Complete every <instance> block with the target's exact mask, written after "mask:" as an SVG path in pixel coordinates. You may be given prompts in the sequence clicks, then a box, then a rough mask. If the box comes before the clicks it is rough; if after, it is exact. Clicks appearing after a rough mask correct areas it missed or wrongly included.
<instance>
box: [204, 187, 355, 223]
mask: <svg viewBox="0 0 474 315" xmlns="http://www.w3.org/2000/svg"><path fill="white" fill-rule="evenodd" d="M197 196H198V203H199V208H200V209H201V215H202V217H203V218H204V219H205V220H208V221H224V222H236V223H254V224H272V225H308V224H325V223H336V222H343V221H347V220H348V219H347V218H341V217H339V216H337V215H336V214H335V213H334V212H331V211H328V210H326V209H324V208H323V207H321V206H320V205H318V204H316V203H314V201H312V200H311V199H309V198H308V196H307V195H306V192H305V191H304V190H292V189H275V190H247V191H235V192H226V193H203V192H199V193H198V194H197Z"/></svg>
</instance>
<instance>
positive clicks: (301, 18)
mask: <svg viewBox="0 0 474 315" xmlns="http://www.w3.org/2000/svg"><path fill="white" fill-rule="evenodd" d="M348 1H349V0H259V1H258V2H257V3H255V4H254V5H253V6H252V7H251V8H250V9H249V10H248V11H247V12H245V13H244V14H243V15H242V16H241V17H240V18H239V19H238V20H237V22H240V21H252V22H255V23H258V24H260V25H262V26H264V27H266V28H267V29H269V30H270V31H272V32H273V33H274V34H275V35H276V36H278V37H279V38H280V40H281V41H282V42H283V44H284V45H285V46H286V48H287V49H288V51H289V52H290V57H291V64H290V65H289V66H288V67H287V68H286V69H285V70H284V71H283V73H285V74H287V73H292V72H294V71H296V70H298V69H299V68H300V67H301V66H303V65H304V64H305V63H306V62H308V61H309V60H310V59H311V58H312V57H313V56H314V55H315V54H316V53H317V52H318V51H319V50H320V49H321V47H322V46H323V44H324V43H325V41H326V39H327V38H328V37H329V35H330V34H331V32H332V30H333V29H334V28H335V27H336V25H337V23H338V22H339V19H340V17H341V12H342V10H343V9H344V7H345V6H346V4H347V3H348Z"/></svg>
^^^^
ANWEISUNG – Schreib alle Datensätze oben als JSON-Liste von Zeichenketten um, mit einer Zeichenkette pro Zeile. Leerzeilen lässt du weg.

ERGEBNIS –
[
  "Complete every <instance> block with the target's exact mask, written after \"mask:\" as an SVG path in pixel coordinates. You may be given prompts in the sequence clicks, then a box, then a rough mask. If the box comes before the clicks it is rough; if after, it is exact. Clicks appearing after a rough mask correct areas it missed or wrongly included.",
  "<instance>",
  "box: [204, 187, 355, 223]",
  "mask: <svg viewBox=\"0 0 474 315\" xmlns=\"http://www.w3.org/2000/svg\"><path fill=\"white\" fill-rule=\"evenodd\" d=\"M197 196H198V203H199V208H200V209H201V215H202V217H203V218H204V219H205V220H208V221H224V222H236V223H254V224H272V225H308V224H325V223H336V222H343V221H347V220H348V219H347V218H341V217H339V216H337V215H336V214H335V213H334V212H331V211H328V210H326V209H324V208H323V207H321V206H320V205H318V204H316V203H314V201H312V200H311V199H309V198H308V196H307V195H306V192H305V191H304V190H292V189H275V190H247V191H235V192H226V193H203V192H199V193H198V194H197Z\"/></svg>",
  "</instance>",
  "<instance>",
  "positive clicks: (301, 18)",
  "mask: <svg viewBox=\"0 0 474 315\" xmlns=\"http://www.w3.org/2000/svg\"><path fill=\"white\" fill-rule=\"evenodd\" d=\"M348 1H349V0H259V1H258V2H257V3H255V4H254V5H253V6H252V7H251V8H250V9H249V10H248V11H247V12H245V13H244V14H243V15H242V16H241V17H240V18H239V19H238V20H237V22H240V21H252V22H255V23H258V24H260V25H262V26H264V27H266V28H267V29H269V30H270V31H272V32H273V33H274V34H275V35H276V36H278V37H279V38H280V40H281V41H282V42H283V44H284V45H285V46H286V48H287V49H288V51H289V52H290V57H291V64H290V65H289V66H288V67H287V68H286V69H285V70H284V71H283V73H285V74H287V73H292V72H294V71H296V70H298V69H299V68H300V67H301V66H303V65H304V64H305V63H306V62H308V61H309V60H310V59H311V58H312V57H313V56H314V55H315V54H316V53H317V52H318V51H319V50H320V49H321V47H322V46H323V44H324V43H325V41H326V39H327V38H328V37H329V35H330V34H331V32H332V30H333V29H334V28H335V27H336V25H337V23H338V22H339V19H340V17H341V12H342V10H343V9H344V7H345V6H346V4H347V3H348Z\"/></svg>"
]